[BEGIN EXCERPT PROVIDED]

Skip to main content

How to Backfill Solana Transaction Data

Created on
Updated on
Dec 17, 2024

12 min read

Overview

Getting historical data on Solana can be a challenge, and often, you only need a particular subset of block data (e.g., wallet transfers in a given tax year). Streams is a powerful tool that allows you to retrieve and filter real-time or historical data from Solana and send it to your destination of choice (e.g., Webhooks, Postgres Database, Snowflake, AWS). This guide will show you how to use Streams to backfill historic Solana data that has been filtered to selectively parse the data you need and send it to a Postgres database.

Check out a quick video demo to see Solana Streams in action.
Subscribe to our YouTube channel for more videos!

Let's get started!

What You Will Do

  • Create a Stream on QuickNode
  • Filter a specified historic range of Solana blocks to retrieve SOL transfers for a specified wallet
  • Create a Supabase Postgres database to store the filtered data
  • Route the filtered data to your database
  • Create a table in your database that contains the parsed transaction data

By the end of this guide, you will have a Postgres database containing filtered Solana transaction data for a specific wallet like this:

Supabase Table Viewer

What You Will Need

Step 1: Create a Stream

From your QuickNode dashboard, navigate to the Streams page and click the "+ Create Stream" button, or create one here.

[END EXCERPT PROVIDED]
[BEGIN PROVIDED INFORMATION]

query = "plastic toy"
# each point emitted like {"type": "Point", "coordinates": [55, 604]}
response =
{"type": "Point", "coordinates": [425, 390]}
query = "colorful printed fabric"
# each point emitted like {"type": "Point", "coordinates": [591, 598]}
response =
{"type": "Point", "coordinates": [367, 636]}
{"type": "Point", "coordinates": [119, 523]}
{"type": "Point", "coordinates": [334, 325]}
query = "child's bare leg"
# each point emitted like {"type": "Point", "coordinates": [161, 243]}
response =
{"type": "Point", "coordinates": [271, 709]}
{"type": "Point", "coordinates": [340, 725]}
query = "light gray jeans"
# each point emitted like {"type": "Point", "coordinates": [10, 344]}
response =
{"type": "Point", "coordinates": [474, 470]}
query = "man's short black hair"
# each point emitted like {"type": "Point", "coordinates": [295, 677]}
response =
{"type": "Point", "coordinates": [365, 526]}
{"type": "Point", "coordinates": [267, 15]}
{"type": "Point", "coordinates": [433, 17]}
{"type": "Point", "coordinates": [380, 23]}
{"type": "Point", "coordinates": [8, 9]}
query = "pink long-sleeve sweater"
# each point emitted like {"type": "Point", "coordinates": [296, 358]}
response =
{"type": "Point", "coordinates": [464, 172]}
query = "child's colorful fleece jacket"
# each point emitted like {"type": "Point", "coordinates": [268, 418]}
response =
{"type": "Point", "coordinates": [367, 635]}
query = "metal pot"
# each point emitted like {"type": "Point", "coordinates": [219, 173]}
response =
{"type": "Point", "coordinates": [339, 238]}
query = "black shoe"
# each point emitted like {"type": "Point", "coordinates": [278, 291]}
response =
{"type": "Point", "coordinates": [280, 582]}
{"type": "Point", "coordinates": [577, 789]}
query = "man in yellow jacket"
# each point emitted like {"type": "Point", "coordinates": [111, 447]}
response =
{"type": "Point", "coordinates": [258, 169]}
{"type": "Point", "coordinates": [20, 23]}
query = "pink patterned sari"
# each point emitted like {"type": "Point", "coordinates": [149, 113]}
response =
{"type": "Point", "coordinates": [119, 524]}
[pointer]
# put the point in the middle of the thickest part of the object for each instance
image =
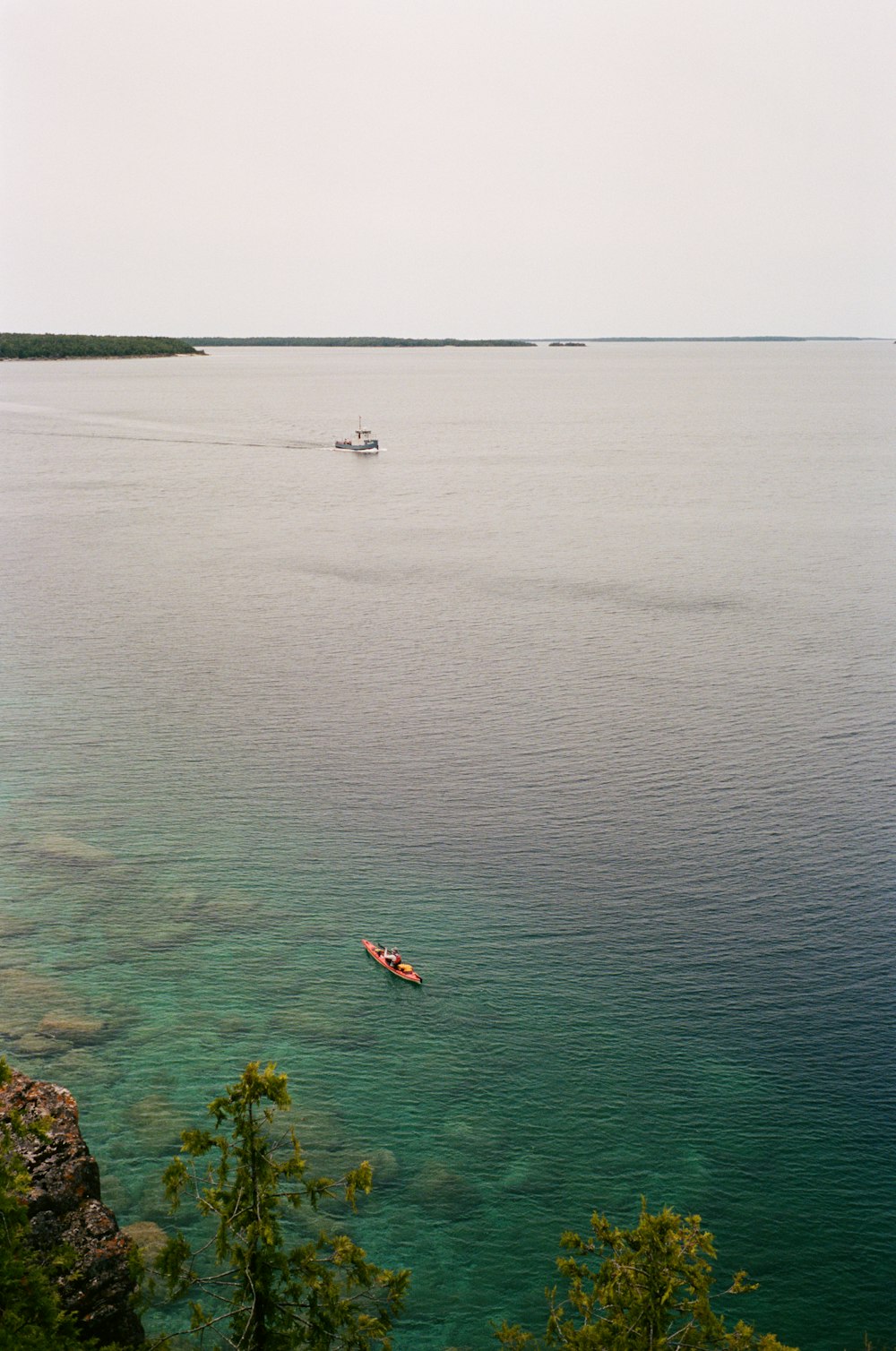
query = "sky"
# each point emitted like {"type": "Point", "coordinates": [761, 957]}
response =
{"type": "Point", "coordinates": [448, 168]}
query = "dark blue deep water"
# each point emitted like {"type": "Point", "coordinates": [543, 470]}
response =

[END PROVIDED INFORMATION]

*STATED TASK A*
Please write out the passage of the Solana backfill guide from "Getting historical data" to "for more videos!".
*STATED TASK B*
In the Solana backfill guide, what example is given of a particular subset of block data you might need?

*PROBLEM SOLUTION A*
Getting historical data on Solana can be a challenge, and often, you only need a particular subset of block data (e.g., wallet transfers in a given tax year). Streams is a powerful tool that allows you to retrieve and filter real-time or historical data from Solana and send it to your destination of choice (e.g., Webhooks, Postgres Database, Snowflake, AWS). This guide will show you how to use Streams to backfill historic Solana data that has been filtered to selectively parse the data you need and send it to a Postgres database.

Check out a quick video demo to see Solana Streams in action.
Subscribe to our YouTube channel for more videos!

*PROBLEM SOLUTION B*
Wallet transfers in a given tax year.